What you need to do: Count the lines below that contain the word "indicate" and give only that number.

#### Records ####

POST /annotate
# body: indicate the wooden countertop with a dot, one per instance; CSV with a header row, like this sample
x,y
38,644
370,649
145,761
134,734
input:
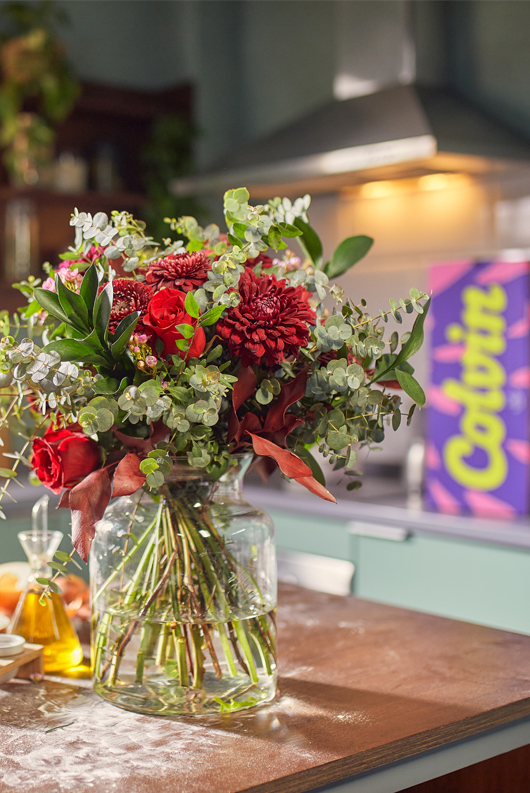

####

Reply: 1